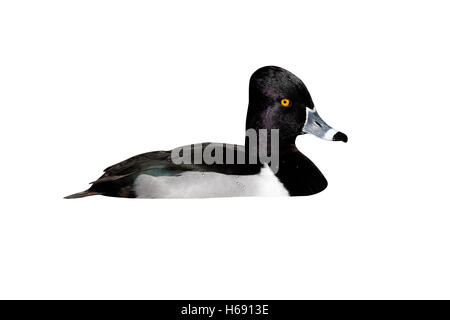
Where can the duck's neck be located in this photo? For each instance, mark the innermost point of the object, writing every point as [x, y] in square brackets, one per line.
[295, 171]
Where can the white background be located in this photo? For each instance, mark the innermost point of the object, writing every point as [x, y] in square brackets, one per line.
[86, 84]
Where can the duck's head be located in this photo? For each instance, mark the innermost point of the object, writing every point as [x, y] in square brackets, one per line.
[280, 100]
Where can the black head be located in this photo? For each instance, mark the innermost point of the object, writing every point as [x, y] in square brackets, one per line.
[279, 100]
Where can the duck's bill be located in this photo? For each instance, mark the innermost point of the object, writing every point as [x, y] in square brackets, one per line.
[316, 126]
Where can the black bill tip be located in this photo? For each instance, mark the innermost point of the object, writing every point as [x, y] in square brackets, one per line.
[340, 137]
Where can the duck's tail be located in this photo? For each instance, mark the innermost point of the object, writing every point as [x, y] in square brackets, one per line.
[82, 194]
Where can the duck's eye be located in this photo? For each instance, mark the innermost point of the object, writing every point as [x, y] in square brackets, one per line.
[285, 102]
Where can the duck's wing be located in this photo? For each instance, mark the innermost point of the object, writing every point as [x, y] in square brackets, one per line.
[118, 179]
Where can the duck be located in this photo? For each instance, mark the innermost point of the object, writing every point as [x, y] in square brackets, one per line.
[280, 109]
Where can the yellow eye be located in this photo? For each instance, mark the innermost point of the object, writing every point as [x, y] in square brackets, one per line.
[285, 102]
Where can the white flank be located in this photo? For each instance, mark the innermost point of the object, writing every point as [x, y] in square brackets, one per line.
[209, 185]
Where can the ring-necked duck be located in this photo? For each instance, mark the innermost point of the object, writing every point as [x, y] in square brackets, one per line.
[279, 105]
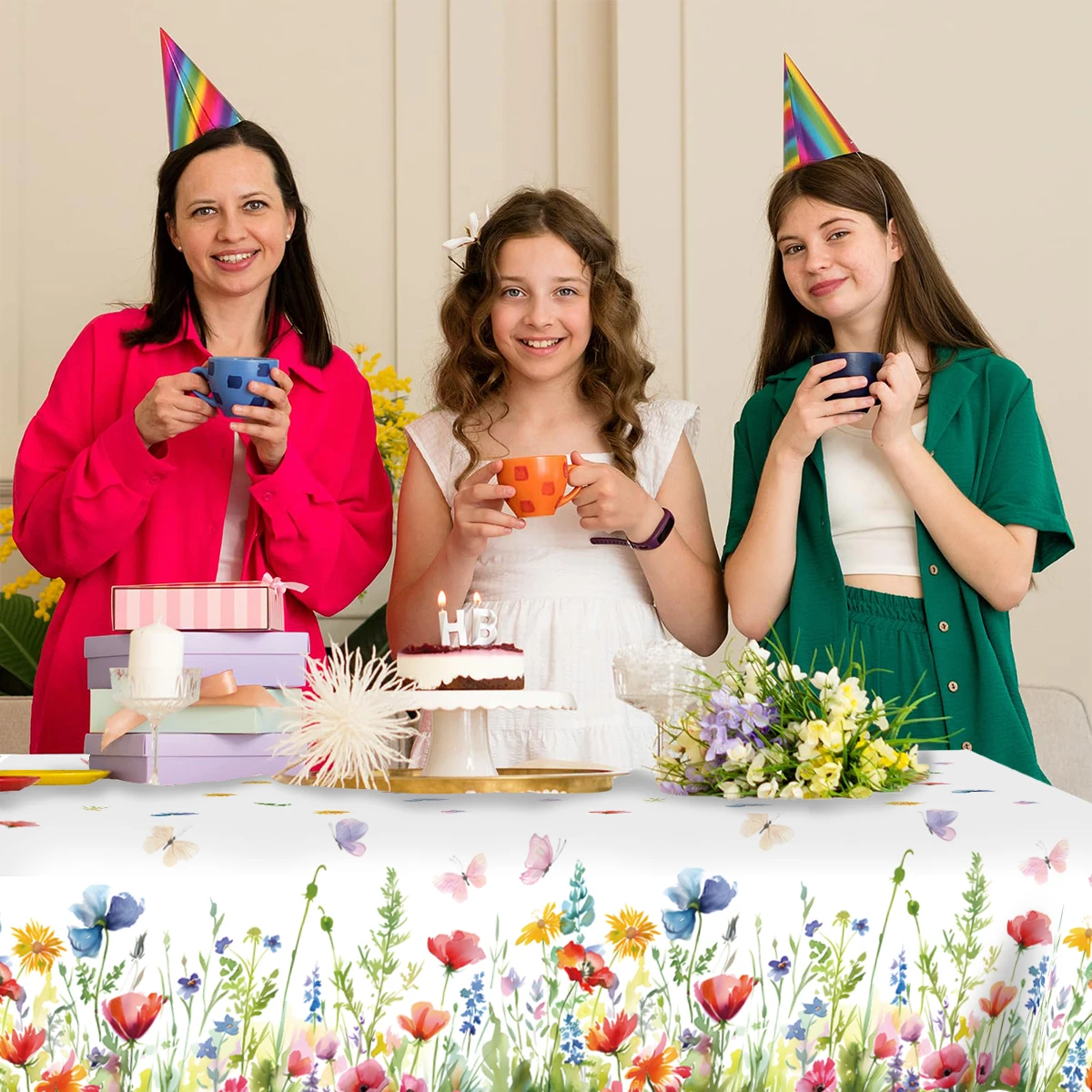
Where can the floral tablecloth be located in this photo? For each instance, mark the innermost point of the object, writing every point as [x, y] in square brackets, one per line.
[251, 935]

### What you have to do
Rewrite everything from the line containing "Where can the duck's wing" down to the end of the items as a numbered list, with no blank lines. Leave the pictures out.

### Exercise solution
1. Where can the duck's wing be located in this photo? For each instance, mark the innermost point of the object, writing every point as [x, y] in square brackets, one per line.
2. [118, 179]
3. Where can the duck be located in this photo? For each instance, mark the innermost point of the object, writing every point as [x, y] in square brackets, one per line.
4. [280, 109]
5. Where can the yellow eye be located in this photo? For each instance, mark the innermost point of the object, writing every point as [x, y] in square brackets, one per line.
6. [285, 102]
7. Where can the white flank be located in this photo? For each instance, mark the innermost point of the object, writing every point as [x, y] in square brackets, one per line.
8. [209, 185]
9. Where can the ring-necked duck be located in this photo? For each instance, mark the innermost point of the object, writing every point as [x, y] in square brackets, one per line.
10. [279, 105]
11. Where can the floral tablecloth be located in this photo? For each instance, mark the innermost point of the object, writing every point as [x, y] in square brackets, one per line.
12. [251, 935]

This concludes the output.